▶ **Task item**
Here is a listing. Write it out again without a single difference.

▶ **Stored data**
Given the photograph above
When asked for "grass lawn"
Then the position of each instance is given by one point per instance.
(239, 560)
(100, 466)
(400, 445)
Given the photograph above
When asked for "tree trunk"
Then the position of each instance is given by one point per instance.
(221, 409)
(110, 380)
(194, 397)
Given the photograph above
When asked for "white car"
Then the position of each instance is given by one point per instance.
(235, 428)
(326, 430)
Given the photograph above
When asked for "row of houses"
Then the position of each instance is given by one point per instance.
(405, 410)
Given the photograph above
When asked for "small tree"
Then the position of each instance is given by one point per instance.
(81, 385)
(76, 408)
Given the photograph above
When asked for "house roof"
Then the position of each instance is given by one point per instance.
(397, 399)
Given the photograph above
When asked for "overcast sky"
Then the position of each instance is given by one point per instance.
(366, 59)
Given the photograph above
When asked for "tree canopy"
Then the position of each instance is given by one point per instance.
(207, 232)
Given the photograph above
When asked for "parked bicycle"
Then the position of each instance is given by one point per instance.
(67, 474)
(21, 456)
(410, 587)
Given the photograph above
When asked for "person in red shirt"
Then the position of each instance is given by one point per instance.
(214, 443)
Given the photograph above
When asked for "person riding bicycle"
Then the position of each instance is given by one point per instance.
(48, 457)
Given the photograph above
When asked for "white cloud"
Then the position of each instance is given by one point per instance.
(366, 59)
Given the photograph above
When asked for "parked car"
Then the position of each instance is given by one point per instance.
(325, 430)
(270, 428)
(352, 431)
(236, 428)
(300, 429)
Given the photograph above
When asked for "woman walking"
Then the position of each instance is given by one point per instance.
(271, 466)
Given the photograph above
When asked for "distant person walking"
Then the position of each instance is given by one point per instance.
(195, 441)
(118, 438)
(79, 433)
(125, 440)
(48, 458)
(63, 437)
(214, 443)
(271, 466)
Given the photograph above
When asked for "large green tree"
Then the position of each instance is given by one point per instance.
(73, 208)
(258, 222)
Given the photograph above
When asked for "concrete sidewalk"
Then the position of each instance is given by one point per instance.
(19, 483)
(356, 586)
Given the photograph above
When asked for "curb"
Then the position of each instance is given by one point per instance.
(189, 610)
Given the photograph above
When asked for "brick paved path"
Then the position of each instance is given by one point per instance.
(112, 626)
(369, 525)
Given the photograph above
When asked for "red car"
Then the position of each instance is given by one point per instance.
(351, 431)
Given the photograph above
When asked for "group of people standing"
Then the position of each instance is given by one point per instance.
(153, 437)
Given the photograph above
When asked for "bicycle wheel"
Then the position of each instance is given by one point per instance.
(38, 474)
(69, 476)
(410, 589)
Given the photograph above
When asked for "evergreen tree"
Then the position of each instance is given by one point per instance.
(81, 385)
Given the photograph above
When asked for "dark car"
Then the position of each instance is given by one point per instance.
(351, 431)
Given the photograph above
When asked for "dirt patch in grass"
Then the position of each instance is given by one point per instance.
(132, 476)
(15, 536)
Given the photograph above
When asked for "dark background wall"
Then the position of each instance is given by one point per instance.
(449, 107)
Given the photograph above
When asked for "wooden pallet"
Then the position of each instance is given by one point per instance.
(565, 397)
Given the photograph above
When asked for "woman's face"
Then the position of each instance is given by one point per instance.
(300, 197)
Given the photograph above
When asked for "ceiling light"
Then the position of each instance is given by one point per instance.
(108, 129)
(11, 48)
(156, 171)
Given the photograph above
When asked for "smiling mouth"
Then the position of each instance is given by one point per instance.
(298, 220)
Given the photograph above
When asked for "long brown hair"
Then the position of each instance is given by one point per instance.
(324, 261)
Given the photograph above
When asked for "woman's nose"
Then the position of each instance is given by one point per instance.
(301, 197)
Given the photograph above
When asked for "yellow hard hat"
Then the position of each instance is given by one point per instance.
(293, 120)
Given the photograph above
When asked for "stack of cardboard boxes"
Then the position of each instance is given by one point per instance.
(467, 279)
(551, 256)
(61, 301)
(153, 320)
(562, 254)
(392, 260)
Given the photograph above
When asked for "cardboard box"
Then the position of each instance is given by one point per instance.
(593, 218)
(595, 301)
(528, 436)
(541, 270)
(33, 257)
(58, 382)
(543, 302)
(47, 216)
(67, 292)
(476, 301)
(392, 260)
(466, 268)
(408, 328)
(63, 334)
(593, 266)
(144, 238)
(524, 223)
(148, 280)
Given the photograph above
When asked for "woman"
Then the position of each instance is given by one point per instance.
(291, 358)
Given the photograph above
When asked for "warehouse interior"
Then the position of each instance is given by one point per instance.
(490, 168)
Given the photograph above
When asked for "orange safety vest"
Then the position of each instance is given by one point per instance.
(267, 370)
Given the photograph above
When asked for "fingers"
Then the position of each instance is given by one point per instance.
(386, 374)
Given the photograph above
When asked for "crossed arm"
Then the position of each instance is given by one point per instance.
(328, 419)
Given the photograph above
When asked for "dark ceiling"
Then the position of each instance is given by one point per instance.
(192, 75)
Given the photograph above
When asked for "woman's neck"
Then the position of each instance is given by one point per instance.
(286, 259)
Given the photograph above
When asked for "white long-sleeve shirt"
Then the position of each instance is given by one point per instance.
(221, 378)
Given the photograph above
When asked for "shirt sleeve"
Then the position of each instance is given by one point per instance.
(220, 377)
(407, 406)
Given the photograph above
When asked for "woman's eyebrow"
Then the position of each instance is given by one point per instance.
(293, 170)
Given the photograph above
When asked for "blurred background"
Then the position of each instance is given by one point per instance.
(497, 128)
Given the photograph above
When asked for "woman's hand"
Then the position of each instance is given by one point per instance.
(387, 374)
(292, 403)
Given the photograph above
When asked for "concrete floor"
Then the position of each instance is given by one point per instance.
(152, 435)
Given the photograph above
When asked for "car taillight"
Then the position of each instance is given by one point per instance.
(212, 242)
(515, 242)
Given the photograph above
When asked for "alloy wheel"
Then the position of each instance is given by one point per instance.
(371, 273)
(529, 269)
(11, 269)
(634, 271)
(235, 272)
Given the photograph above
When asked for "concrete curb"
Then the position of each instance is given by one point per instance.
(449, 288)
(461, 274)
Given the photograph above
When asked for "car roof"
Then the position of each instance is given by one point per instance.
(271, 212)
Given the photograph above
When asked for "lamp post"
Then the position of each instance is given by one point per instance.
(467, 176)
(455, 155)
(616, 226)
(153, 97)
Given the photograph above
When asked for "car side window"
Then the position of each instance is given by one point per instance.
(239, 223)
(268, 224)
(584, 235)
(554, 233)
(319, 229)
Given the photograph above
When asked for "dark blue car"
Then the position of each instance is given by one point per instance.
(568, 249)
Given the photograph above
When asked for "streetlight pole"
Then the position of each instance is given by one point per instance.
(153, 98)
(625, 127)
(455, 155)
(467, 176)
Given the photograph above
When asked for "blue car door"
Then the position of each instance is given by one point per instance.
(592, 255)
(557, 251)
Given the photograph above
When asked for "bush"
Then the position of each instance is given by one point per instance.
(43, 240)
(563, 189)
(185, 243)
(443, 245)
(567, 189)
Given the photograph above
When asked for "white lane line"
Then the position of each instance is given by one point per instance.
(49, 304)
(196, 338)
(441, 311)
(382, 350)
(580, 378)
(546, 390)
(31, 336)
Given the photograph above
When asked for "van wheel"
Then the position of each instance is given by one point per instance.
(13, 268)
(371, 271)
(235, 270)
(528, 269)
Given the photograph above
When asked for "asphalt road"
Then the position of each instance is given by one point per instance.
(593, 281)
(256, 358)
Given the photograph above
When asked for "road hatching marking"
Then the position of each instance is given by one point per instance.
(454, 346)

▶ **Result below**
Given the photograph above
When asked for "grass lawn"
Then the position of each instance is given by one point per instance.
(239, 560)
(100, 466)
(400, 445)
Given the photograph above
When asked for "tree trunk"
Then the position of each instance is given by one point per instance.
(221, 409)
(110, 380)
(194, 397)
Given the photograph above
When asked for "white car"
Then the position of each instance is given by one point per instance.
(235, 428)
(326, 430)
Given the photograph above
When asked for "row of houses"
Then the position of each instance is given by one point per instance.
(405, 410)
Given the photograph above
When asked for "small tree"
Then the position of each instance is given by one point per instance.
(81, 385)
(76, 408)
Given the photograph above
When asked for "house roof"
Then the position of each instance is given by one point per instance.
(397, 399)
Given the photograph above
When asked for "overcast sky"
Then the position of each instance is given by one point per instance.
(366, 59)
Given the photograph above
When asked for "tree canopy"
Then the position of each instance is given by one point per instance.
(207, 232)
Given the photograph above
When asked for "parked bicycle"
Then the position of each instance is given by one point per instance.
(67, 474)
(21, 456)
(410, 587)
Given the photograph above
When asked for "person in red shirt"
Then the position of each instance is given by one point per instance.
(214, 443)
Given the photograph above
When asked for "person riding bicycle"
Then the position of each instance is given by one point per instance.
(48, 457)
Given the photograph above
When asked for "white cloud"
Then the position of each instance is given by one point per instance.
(366, 59)
Given the photograph above
When asked for "parked car"
Then the position of each instance is given by one point per instance.
(325, 430)
(270, 428)
(352, 431)
(236, 428)
(300, 429)
Given the photograph above
When asked for "woman walking"
Then the position of each instance is given by one point per instance.
(271, 466)
Given the photograph above
When asked for "distant person walking"
Then the position of each instance is given by one point per instance.
(195, 441)
(118, 438)
(79, 433)
(125, 440)
(48, 458)
(63, 437)
(214, 443)
(271, 466)
Given the photograph above
When asked for "large green tree"
Then the position of each instance is given by one point per instance.
(73, 208)
(258, 222)
Given the photograph above
When asked for "concrete sidewalk"
Then the position of each instance is given by one point per instance.
(19, 483)
(356, 586)
Given the photograph above
When asked for "curb"
Then the position of each instance is given by one point per instance.
(189, 610)
Given the photograph above
When asked for "brick paved path"
Then the position of each instance is given by one point per instance.
(112, 626)
(369, 525)
Given the photograph above
When asked for "red car"
Then the position of each instance is given by one point per instance.
(351, 431)
Given the photograph above
When asked for "group of people standing"
Then the position of each instance is given by one point per instance.
(153, 437)
Given the photograph above
When asked for "bicycle wheel"
Then the position of each instance is given by one point per instance.
(38, 474)
(69, 476)
(410, 589)
Given the photograph above
When asked for "evergreen tree"
Then the position of each instance is given by one point per instance.
(81, 385)
Given the photograph above
When asked for "dark car"
Then the position of each instance is given by one point per instance.
(351, 431)
Given the photograph above
When asked for "dirt patch in grass"
Then the position of each instance is given by one point per instance.
(132, 476)
(15, 536)
Given the photograph above
When asked for "dark background wall"
Then the position of each instance is given by one point per instance.
(449, 107)
Given the photograph above
When asked for "wooden pallet"
Then the position of each instance is given by one point per instance.
(565, 397)
Given the photograph above
When asked for "woman's face"
Then the position of each instance is given by one point per instance.
(300, 197)
Given the photograph above
When asked for "ceiling light"
Then the position of each instance is given by one point per instance.
(108, 129)
(11, 48)
(156, 171)
Given the photograph above
When asked for "smiling mouth"
Then the position of each instance is given by one point per instance.
(298, 220)
Given the photograph above
When asked for "long brown hair"
Then the position of each instance is given by one point per instance.
(324, 261)
Given the photograph above
When asked for "woman's nose"
Then the position of each instance is given by one point per instance.
(301, 197)
Given the photograph above
When asked for "yellow hard hat"
Then the position of each instance is given by one point per instance.
(293, 120)
Given the photograph above
When asked for "stack of cardboard boxes"
Then the position of each instance is given by one point per instance.
(467, 279)
(551, 256)
(61, 301)
(153, 320)
(562, 254)
(392, 260)
Given the photograph above
When asked for "cardboard box"
Then the position of each instance is given by one point per instance.
(593, 218)
(595, 301)
(528, 436)
(541, 270)
(33, 257)
(58, 382)
(543, 302)
(47, 216)
(67, 292)
(476, 301)
(392, 260)
(466, 268)
(408, 328)
(63, 334)
(593, 266)
(144, 238)
(524, 223)
(148, 280)
Given the photograph above
When asked for "woman"
Then the position of each instance is given by one point per instance.
(291, 358)
Given the photograph above
When asked for "warehouse interior"
Then the position of each instance is given by one point per instance.
(490, 168)
Given the photograph above
When asked for "orange safety vest"
Then the position of each instance is given by one point per instance.
(267, 370)
Given the photograph above
When asked for "fingers"
Then the position of each instance is given by one point per instance.
(386, 374)
Given the photograph above
When asked for "crossed arm"
Then the position of each instance is given by one point per instance.
(328, 419)
Given the photograph above
When asked for "dark ceiling"
Then the position of each instance is given by one point per instance.
(192, 75)
Given the photograph above
When asked for "woman's neck"
Then the position of each instance is given by one point per instance.
(286, 259)
Given the photograph above
When asked for "white long-sleeve shirt"
Then the position of each instance is given by one point per instance.
(221, 378)
Given the photograph above
When asked for "shirt sleeve"
Then the position of each instance is given by one point per instance.
(220, 377)
(407, 406)
Given the photograph above
When asked for "woman's eyebrow"
Then the position of each instance is given by one point per instance.
(293, 170)
Given the photograph above
When asked for "blurred background"
Then the position of each instance is given by one point per instance.
(497, 128)
Given the photograph above
When asked for "woman's hand"
Then the position of each instance is given by one point per instance.
(387, 374)
(292, 403)
Given the photograph above
When asked for "concrete floor"
Then the position of each instance is given by one point per instance.
(152, 435)
Given the photograph above
When asked for "car taillight"
Then the position of each instance is given by one point per instance.
(212, 242)
(515, 242)
Given the photograph above
When asked for "alloy wheel"
Then the position of each instance is given by one point per instance.
(371, 273)
(529, 269)
(11, 269)
(634, 271)
(235, 272)
Given the photograph above
When asked for "concrete curb"
Then the position of each instance is given by one point per instance.
(449, 288)
(461, 274)
Given the photograph above
When asked for "car roof"
Then the position of each instance is given by one point per instance.
(271, 212)
Given the photograph above
When asked for "lamp post"
Then the position of each instance is given by one point per instance.
(467, 176)
(455, 155)
(616, 226)
(153, 97)
Given the photograph above
When asked for "car side window"
Then the position of each instance is given by one point per instance.
(239, 223)
(268, 224)
(584, 235)
(554, 233)
(319, 229)
Given the photograph above
When asked for "dark blue car"
Then the position of each instance is given by one point per instance.
(568, 249)
Given the photograph above
When asked for "streetlight pole"
Then the position of each instance is given by one point per instance.
(153, 98)
(625, 127)
(455, 155)
(467, 176)
Given the photograph above
When asked for "blue car door"
Then the position of each instance is given by one point per instance.
(592, 255)
(557, 251)
Given the photograph above
When asked for "bush"
Then the position of each instance is given by one point per instance.
(43, 240)
(563, 189)
(185, 243)
(443, 245)
(567, 189)
Given the photograph above
When asked for "white lane line"
Then the position of each instance is given by one point per instance.
(49, 304)
(196, 338)
(441, 311)
(382, 350)
(580, 378)
(546, 390)
(31, 336)
Given the photograph above
When asked for "van wheel"
Then the position of each instance is given by one point per instance.
(13, 268)
(371, 271)
(235, 270)
(528, 269)
Given the photograph above
When asked for "asphalt road"
Then the position of each instance is given by one point per instance.
(593, 281)
(256, 358)
Given the photograph above
When asked for "road hatching marking"
Then the position of each instance is given by one point per instance.
(454, 346)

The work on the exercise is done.